**ページ**:
# # #
なんちゅうブログ書いてるぅ YOU KNOW?

Hello!Projectを中心にアイドルソング、ガールズポップ、J-POPについての感想など書きます。

全員ヒロイン!=LOVE『The 5th』

イコラブ10枚目シングルの表題曲『The 5th』は超王道のクリスマスソングになっています。

10枚目なのになぜタイトルが「5th」とややこしいことになっているのかという部分、熱心なファン以外には説明が必要なところですよね。

これ2枚目シングル『僕らの制服クリスマス』の歌詞の主人公カップルが4年後に5回目のクリスマスを迎えたことを描いた曲なんですね。5回目のクリスマスだから『The 5th』。そしてその4年、5回目のクリスマスという時間の経過は『僕らの制服クリスマス』リリースから今回の『The 5th』のリリースまでの間隔と同じなんですね。

初期の頃からのファンにとってはその月日の流れによってグループとメンバーの成長を感じて深い感慨を覚える曲なのでしょう。

今回のこの仕掛けは外向けにバーンと打ち出したものというよりは初期の頃から熱心に応援してくれたファンへ手渡す特別なプレゼントという感じでしょうか。
# # #
**提供データ**:

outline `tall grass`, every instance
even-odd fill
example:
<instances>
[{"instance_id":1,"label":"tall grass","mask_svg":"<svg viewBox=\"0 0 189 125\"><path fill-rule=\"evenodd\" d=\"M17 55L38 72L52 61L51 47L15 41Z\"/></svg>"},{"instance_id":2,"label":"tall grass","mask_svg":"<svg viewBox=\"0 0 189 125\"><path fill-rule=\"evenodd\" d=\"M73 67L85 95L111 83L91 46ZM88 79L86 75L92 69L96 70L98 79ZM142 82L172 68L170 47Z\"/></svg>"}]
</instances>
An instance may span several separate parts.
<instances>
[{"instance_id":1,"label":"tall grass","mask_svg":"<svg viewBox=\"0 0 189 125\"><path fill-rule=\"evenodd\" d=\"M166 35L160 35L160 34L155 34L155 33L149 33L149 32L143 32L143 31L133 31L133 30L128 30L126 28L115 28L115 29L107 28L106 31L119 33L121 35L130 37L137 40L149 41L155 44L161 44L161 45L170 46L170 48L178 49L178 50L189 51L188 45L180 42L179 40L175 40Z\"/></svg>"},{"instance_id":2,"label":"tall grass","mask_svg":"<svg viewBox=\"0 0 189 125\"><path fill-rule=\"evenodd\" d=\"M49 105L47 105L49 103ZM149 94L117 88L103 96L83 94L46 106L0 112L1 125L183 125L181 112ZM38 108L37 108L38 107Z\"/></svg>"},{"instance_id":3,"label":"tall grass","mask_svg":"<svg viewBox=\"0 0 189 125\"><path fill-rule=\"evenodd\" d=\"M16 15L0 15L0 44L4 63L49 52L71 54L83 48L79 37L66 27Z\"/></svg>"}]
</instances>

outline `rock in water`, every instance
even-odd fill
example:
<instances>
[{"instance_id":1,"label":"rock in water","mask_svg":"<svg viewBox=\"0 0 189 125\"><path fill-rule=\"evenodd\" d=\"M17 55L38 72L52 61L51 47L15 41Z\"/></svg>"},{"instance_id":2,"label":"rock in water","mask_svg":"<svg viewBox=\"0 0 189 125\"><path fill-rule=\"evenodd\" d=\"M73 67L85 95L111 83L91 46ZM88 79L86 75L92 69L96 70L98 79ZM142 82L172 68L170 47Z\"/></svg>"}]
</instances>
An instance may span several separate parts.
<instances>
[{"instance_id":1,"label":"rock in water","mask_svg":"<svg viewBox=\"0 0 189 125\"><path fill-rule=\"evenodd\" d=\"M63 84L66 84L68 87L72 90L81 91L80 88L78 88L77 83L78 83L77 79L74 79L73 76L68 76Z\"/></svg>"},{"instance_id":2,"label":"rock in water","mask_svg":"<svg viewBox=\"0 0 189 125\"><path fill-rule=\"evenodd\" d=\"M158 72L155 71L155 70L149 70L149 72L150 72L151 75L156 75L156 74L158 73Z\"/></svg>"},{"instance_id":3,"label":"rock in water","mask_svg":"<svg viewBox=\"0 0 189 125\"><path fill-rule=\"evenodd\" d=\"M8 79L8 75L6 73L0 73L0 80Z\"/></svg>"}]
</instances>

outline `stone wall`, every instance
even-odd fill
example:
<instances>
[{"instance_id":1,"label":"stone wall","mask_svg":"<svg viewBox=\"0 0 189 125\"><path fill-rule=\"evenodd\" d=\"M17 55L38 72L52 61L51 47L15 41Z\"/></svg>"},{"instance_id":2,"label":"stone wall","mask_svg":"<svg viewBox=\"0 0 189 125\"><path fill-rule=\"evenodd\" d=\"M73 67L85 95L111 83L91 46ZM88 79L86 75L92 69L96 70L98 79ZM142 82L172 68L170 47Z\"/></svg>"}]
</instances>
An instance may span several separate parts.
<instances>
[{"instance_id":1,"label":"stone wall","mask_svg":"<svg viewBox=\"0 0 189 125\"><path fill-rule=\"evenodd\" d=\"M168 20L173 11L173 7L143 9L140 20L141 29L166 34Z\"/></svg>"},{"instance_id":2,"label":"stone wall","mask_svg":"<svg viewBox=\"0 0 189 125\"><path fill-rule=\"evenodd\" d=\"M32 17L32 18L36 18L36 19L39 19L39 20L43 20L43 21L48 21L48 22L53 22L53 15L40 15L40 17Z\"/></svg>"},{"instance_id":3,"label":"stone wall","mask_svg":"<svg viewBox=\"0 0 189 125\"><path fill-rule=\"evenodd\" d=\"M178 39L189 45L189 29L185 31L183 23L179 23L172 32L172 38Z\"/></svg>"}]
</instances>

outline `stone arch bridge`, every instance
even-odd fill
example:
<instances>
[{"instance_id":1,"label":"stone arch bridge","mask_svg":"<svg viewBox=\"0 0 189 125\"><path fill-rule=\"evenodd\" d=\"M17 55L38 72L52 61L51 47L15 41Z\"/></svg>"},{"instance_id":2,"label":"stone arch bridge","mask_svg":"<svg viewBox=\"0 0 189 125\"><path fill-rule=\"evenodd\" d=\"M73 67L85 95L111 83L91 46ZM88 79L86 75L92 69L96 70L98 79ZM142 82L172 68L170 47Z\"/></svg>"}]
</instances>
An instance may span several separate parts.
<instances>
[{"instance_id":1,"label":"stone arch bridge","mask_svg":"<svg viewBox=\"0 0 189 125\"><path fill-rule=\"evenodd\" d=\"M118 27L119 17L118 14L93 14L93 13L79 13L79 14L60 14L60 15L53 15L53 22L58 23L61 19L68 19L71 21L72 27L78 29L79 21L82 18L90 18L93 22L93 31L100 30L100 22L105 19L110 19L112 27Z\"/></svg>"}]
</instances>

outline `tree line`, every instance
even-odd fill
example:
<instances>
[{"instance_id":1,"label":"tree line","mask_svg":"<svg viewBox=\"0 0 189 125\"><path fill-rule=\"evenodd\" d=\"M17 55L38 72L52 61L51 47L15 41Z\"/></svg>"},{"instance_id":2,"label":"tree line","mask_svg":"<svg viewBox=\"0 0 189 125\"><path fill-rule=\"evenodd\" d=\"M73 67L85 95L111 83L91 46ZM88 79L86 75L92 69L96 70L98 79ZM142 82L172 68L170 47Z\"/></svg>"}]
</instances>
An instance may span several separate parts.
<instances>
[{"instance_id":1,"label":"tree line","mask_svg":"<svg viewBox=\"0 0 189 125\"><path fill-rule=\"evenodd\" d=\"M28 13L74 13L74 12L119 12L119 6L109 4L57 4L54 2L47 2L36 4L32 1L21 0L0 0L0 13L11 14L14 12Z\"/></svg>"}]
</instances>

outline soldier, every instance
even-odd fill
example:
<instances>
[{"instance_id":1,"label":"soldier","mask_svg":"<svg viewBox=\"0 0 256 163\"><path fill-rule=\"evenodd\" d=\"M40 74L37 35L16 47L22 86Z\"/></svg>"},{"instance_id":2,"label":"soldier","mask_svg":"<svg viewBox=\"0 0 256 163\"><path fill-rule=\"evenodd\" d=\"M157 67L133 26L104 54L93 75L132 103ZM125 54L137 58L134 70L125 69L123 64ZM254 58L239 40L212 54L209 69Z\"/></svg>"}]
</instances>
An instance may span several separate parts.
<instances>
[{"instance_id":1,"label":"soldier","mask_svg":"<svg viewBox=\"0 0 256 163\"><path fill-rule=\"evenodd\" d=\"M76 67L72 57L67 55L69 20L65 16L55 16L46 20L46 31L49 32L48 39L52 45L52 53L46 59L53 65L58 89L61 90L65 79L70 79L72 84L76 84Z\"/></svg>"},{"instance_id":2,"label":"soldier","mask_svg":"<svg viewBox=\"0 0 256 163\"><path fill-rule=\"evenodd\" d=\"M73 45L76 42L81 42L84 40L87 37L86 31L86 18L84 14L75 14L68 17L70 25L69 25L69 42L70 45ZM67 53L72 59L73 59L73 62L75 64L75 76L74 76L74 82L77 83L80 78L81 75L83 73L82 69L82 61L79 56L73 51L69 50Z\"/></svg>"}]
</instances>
# # #
**課題一覧**:
a: ページによると、『The 5th』はイコラブの何枚目のシングルの表題曲ですか。
b: ページの冒頭で、このブログが感想を書く対象として挙げている音楽のジャンルをすべて答えてください。

**解答**:
a: 10枚目のシングルです。

b: アイドルソング、ガールズポップ、J-POP